begin

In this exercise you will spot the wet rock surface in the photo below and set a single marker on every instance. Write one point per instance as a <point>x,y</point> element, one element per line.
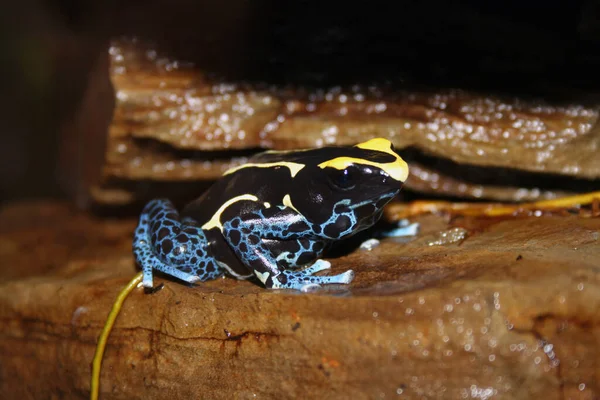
<point>469,308</point>
<point>175,123</point>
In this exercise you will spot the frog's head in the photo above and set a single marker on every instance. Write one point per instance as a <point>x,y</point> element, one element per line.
<point>344,189</point>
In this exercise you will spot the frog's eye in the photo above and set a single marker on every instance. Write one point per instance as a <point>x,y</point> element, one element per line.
<point>346,178</point>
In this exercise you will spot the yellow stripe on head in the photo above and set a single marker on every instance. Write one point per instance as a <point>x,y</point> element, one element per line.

end

### What the task requires
Return the listing above verbatim, from start to finish, but leave out the pictures.

### The answer
In this exercise you will spot the wet rock surface in the photo below and set a single marker on every instance. Write one point per instance as a <point>x,y</point> element, one element per line.
<point>469,308</point>
<point>175,123</point>
In this exercise you will spot the frog's head in the photo above and set a single marker on every instance. Write one point per instance as a <point>x,y</point> element, one element per line.
<point>344,189</point>
In this exercise you will spot the frog's eye in the photo above and set a single marker on every instance. Write one point per instance as a <point>x,y</point> element, one element per line.
<point>346,178</point>
In this exercise you will spot the yellow stripe on head in the photo above and set a single marker on every instance. Write one point per instance as a <point>x,y</point> element, one element per line.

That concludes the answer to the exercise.